-- What to do --
Return, character for character, the stretch of the data below from the line containing "target | cheek" through the end of the data.

-- Dataset rows --
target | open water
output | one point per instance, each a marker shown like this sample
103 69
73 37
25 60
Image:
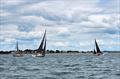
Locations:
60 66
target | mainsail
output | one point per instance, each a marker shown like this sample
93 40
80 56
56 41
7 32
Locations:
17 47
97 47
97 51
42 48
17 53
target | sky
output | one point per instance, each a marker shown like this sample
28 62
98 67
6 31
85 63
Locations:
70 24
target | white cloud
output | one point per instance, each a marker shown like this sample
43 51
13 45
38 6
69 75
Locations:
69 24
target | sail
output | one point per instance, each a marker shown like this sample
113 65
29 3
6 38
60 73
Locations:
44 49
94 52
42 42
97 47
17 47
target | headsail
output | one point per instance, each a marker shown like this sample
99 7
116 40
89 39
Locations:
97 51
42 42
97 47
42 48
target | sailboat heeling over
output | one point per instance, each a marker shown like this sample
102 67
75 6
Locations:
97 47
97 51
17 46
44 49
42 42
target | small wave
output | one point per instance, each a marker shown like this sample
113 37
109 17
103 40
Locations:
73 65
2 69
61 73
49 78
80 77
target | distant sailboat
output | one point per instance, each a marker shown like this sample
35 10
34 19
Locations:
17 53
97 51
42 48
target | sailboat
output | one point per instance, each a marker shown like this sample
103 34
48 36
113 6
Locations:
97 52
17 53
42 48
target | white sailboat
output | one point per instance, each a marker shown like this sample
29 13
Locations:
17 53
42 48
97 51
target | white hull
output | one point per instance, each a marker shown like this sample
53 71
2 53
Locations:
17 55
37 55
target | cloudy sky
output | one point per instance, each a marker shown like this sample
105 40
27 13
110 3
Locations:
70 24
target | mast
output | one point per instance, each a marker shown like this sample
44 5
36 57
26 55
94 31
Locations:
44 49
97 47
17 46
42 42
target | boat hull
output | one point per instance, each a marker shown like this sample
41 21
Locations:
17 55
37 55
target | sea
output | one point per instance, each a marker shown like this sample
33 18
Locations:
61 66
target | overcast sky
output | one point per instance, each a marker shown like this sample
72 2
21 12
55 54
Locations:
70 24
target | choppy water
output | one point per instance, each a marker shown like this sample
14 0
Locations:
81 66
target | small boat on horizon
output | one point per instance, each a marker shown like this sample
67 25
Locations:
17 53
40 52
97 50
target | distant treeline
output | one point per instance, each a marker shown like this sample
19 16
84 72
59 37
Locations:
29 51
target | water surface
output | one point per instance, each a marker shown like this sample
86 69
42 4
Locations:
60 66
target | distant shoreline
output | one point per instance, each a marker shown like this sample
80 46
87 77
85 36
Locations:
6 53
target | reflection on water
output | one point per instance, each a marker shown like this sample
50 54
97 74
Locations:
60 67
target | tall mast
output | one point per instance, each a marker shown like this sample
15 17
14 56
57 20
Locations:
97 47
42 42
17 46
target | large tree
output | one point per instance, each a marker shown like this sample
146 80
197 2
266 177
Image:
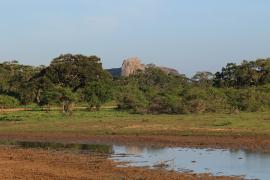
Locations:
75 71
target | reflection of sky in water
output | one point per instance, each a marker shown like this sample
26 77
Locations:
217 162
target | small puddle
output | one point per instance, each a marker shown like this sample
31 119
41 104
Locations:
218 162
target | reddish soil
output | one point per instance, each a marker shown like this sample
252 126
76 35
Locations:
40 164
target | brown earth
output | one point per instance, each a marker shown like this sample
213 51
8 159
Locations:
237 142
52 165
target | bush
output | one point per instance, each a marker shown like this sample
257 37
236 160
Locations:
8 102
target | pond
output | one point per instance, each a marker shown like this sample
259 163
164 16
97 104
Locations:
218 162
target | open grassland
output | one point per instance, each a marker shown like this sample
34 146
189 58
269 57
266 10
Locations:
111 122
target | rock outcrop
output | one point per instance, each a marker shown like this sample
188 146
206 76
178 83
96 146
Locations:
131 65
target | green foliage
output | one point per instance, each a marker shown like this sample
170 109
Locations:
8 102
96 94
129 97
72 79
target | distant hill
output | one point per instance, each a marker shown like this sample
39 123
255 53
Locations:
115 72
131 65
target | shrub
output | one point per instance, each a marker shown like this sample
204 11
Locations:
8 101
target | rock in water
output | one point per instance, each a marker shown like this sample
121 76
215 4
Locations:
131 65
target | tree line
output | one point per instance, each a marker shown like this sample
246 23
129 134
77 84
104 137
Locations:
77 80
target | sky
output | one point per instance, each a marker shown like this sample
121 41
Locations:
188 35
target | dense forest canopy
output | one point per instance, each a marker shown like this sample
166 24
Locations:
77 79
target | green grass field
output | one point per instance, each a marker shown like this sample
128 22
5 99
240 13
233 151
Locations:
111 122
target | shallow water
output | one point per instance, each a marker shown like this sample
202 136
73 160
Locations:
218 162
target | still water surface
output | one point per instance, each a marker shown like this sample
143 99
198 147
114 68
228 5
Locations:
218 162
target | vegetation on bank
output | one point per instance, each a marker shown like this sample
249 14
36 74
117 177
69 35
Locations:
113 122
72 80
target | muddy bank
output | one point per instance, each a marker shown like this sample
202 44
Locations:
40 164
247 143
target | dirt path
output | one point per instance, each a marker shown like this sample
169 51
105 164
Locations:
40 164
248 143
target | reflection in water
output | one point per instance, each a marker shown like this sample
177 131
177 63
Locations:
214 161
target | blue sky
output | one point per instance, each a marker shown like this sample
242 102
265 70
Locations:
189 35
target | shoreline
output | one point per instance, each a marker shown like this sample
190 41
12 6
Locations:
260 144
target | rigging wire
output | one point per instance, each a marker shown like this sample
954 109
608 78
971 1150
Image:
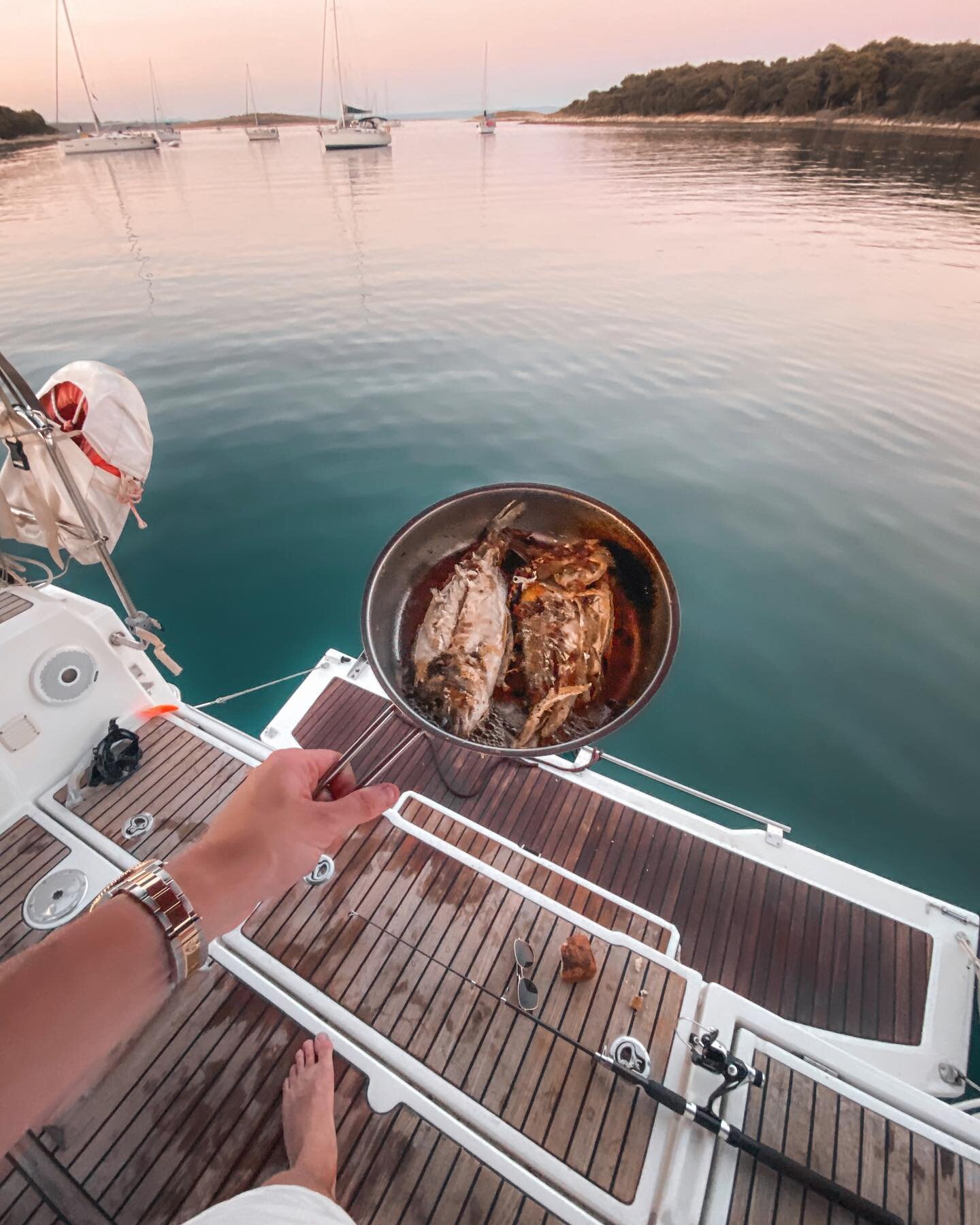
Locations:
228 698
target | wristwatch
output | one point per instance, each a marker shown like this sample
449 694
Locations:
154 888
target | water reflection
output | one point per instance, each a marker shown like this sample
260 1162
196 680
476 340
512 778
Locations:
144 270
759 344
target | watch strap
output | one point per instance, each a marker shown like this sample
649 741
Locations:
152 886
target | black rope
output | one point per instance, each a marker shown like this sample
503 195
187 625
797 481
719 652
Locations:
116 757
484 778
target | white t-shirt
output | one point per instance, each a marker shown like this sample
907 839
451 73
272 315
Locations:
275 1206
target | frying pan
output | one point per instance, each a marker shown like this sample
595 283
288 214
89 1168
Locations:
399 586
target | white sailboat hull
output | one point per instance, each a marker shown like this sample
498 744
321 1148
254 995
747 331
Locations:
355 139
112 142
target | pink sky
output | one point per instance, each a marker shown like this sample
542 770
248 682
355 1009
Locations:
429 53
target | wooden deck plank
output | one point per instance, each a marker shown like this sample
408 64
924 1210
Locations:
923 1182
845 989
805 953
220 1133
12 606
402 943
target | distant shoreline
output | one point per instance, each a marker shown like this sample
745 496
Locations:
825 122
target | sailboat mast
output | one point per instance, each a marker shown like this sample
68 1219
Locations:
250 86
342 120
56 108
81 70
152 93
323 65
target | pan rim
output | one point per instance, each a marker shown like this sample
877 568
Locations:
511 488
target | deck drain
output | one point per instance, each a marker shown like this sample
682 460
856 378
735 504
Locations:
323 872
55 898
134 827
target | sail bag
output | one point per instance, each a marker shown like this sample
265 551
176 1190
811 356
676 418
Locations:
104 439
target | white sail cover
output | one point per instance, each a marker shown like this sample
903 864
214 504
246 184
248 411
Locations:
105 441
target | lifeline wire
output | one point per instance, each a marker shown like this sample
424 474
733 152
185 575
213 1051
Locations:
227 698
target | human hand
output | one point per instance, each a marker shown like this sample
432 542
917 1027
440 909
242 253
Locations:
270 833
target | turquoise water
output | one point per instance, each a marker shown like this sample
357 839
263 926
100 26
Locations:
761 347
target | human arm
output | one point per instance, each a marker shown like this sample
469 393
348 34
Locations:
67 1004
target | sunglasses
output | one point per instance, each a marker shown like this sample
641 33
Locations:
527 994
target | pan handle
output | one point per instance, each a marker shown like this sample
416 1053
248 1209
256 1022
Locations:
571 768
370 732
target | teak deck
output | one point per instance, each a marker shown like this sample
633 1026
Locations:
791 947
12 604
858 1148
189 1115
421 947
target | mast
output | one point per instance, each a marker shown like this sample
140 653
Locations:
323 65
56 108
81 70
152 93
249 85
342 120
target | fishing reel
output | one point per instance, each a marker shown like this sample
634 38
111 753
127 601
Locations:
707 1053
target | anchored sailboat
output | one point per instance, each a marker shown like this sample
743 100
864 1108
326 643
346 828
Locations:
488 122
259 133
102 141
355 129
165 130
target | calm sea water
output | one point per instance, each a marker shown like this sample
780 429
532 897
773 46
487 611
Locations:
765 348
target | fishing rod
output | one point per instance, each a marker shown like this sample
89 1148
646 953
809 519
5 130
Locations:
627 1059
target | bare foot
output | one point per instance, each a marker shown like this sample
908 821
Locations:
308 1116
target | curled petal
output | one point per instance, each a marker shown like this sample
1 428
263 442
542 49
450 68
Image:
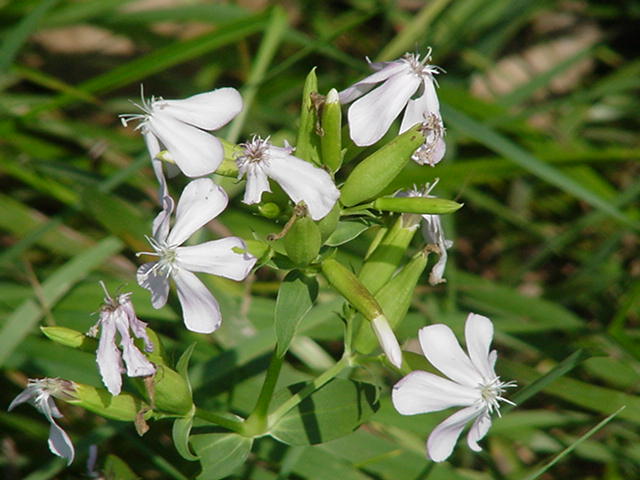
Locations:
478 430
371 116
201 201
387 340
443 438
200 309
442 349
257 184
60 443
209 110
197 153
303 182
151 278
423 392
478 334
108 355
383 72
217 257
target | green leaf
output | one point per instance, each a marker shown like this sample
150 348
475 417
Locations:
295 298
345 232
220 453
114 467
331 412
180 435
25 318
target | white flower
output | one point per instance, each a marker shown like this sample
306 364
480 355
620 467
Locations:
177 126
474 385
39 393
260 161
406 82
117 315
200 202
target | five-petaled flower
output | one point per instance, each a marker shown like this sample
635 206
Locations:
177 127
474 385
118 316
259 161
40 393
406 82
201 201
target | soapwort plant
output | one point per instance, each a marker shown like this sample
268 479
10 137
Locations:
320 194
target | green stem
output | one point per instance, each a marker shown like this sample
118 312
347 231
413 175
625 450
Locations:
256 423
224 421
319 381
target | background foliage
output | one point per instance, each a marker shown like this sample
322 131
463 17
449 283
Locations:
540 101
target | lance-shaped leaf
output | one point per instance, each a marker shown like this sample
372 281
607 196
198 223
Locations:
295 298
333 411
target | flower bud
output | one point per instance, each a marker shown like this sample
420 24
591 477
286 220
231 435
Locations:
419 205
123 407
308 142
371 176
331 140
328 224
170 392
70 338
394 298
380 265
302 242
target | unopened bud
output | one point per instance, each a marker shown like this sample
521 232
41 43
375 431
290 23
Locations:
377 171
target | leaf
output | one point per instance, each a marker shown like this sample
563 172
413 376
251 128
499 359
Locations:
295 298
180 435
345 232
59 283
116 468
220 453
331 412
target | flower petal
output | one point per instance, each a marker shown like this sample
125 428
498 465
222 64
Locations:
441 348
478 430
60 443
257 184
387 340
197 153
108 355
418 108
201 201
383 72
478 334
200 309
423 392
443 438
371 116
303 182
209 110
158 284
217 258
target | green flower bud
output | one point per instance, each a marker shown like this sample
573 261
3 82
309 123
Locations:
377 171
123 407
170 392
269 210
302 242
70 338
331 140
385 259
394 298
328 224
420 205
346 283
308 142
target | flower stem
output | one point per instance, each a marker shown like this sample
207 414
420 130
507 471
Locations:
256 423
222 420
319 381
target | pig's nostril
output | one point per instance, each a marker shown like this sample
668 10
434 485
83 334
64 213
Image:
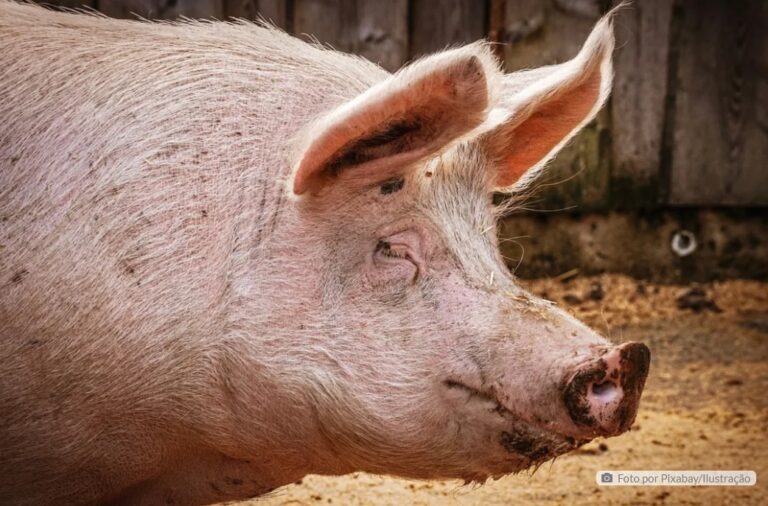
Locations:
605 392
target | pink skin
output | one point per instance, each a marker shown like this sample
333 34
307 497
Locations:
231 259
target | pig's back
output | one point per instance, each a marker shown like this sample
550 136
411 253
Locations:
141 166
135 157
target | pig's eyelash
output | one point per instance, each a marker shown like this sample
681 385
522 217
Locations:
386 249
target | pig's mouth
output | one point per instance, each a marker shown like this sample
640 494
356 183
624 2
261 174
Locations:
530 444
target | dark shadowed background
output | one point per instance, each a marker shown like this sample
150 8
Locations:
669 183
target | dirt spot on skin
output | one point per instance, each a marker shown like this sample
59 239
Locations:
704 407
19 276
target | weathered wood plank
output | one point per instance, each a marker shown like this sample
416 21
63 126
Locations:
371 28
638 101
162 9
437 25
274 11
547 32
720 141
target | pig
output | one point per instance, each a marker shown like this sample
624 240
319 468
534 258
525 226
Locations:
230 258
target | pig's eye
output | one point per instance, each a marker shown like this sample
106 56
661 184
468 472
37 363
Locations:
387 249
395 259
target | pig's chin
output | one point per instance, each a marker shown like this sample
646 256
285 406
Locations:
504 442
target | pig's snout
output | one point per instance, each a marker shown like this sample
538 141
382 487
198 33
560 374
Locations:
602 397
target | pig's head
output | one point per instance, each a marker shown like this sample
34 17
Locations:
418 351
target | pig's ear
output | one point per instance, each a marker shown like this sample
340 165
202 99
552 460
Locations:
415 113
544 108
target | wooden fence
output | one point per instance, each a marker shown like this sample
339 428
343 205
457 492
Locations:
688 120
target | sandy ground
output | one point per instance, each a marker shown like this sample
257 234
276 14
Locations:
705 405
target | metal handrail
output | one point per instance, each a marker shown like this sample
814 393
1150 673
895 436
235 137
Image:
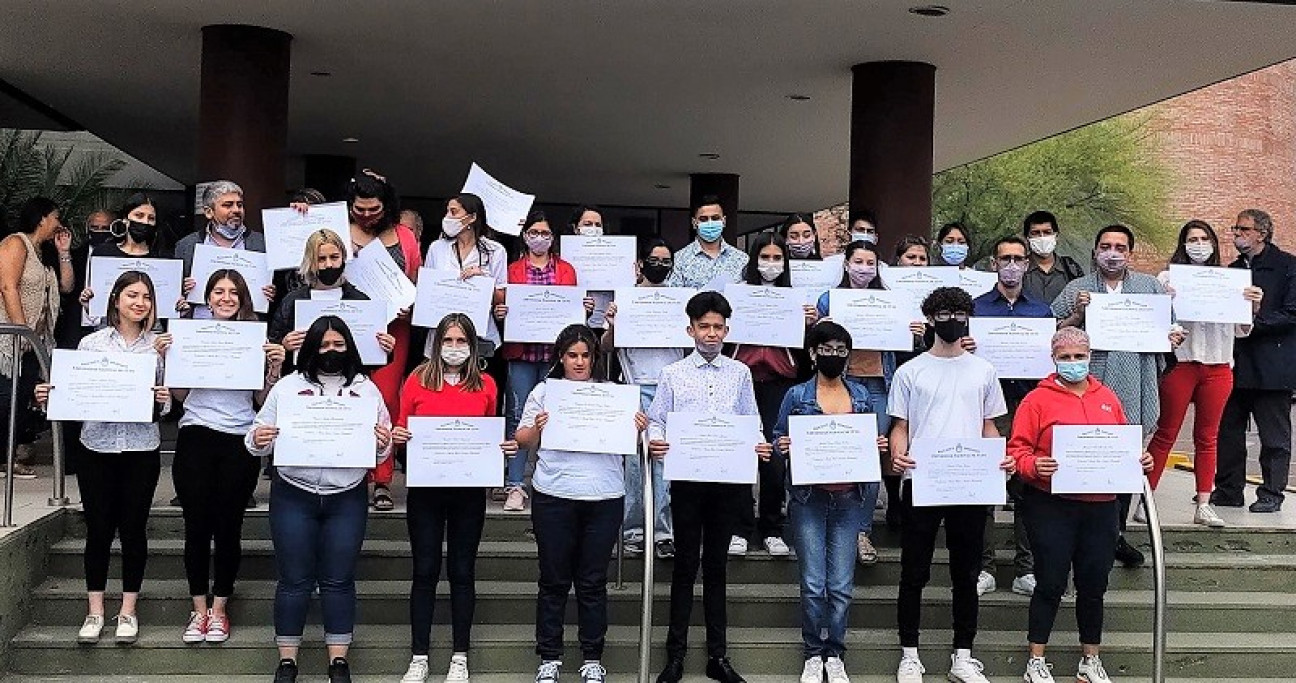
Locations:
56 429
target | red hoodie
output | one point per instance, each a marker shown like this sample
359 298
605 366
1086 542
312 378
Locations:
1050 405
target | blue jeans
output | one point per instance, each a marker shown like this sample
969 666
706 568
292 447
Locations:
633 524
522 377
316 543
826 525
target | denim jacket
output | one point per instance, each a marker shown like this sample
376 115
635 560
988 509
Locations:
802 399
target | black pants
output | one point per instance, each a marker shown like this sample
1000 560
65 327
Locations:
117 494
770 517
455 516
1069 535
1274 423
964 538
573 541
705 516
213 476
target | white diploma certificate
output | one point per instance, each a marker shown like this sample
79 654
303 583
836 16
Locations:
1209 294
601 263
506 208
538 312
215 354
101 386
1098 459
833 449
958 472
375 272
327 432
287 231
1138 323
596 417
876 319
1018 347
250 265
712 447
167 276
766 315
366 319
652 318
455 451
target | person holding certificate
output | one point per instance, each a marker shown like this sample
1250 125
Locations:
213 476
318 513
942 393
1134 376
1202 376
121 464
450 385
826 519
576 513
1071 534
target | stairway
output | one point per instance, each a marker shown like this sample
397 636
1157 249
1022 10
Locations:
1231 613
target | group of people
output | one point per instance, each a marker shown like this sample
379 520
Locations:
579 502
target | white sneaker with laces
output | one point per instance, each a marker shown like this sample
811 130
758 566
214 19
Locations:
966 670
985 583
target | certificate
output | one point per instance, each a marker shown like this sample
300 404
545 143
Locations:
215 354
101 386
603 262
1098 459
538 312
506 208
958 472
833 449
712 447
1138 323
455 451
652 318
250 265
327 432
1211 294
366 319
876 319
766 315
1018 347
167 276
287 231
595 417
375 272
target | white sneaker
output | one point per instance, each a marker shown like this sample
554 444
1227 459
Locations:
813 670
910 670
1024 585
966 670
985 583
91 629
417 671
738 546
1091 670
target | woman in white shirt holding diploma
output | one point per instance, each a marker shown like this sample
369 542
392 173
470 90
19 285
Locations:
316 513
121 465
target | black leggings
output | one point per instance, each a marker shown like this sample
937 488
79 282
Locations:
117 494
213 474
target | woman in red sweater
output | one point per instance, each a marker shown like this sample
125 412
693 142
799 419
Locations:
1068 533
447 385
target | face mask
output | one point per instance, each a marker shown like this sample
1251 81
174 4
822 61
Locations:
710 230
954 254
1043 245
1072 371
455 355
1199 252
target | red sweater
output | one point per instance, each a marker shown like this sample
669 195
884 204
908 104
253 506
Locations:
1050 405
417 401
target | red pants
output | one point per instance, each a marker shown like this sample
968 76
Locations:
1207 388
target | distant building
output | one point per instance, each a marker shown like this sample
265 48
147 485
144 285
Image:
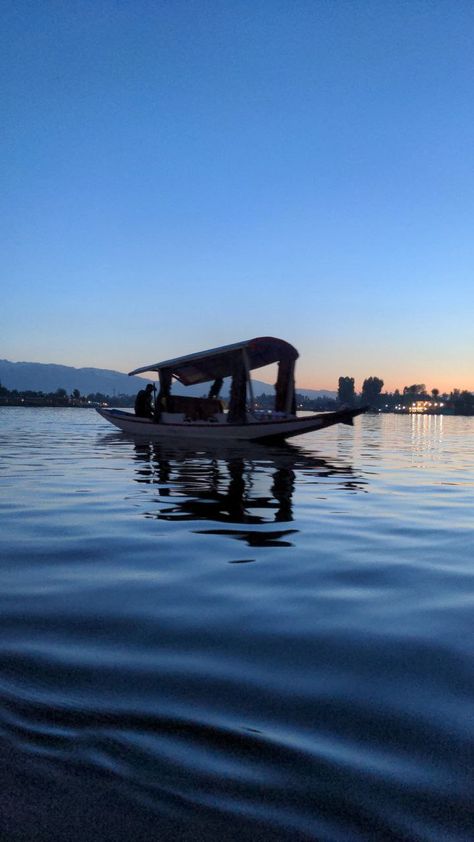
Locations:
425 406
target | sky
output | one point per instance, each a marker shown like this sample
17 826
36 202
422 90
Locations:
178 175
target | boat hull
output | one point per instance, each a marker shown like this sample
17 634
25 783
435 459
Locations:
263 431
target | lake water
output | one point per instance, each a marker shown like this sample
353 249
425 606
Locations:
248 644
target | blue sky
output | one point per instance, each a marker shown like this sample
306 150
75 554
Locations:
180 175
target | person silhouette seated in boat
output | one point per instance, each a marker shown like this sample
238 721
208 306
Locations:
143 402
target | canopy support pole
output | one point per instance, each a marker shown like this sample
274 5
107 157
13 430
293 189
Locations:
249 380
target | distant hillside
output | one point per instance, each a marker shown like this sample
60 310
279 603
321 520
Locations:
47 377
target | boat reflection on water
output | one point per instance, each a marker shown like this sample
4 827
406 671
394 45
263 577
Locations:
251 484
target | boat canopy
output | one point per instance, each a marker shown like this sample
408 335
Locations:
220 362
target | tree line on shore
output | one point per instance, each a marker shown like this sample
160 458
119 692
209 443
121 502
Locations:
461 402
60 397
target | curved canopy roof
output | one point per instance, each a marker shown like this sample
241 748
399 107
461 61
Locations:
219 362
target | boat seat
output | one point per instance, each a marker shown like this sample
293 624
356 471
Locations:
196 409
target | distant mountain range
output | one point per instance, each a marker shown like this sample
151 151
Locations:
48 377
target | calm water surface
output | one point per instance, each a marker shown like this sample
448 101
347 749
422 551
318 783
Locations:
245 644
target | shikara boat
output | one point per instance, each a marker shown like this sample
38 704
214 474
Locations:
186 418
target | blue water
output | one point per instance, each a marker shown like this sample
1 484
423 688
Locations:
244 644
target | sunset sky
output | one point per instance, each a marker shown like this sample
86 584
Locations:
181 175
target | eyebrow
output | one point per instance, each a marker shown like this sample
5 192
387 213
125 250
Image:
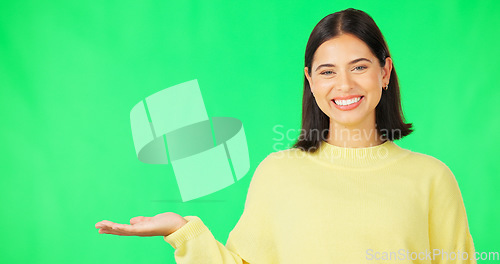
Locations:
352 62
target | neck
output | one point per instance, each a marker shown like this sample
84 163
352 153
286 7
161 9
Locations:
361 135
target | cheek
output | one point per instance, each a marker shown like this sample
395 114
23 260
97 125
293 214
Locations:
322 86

-- Written answer --
target | cheek
output | one point per instance, each a marker shown like this sample
395 114
23 260
97 125
293 214
Locations:
322 86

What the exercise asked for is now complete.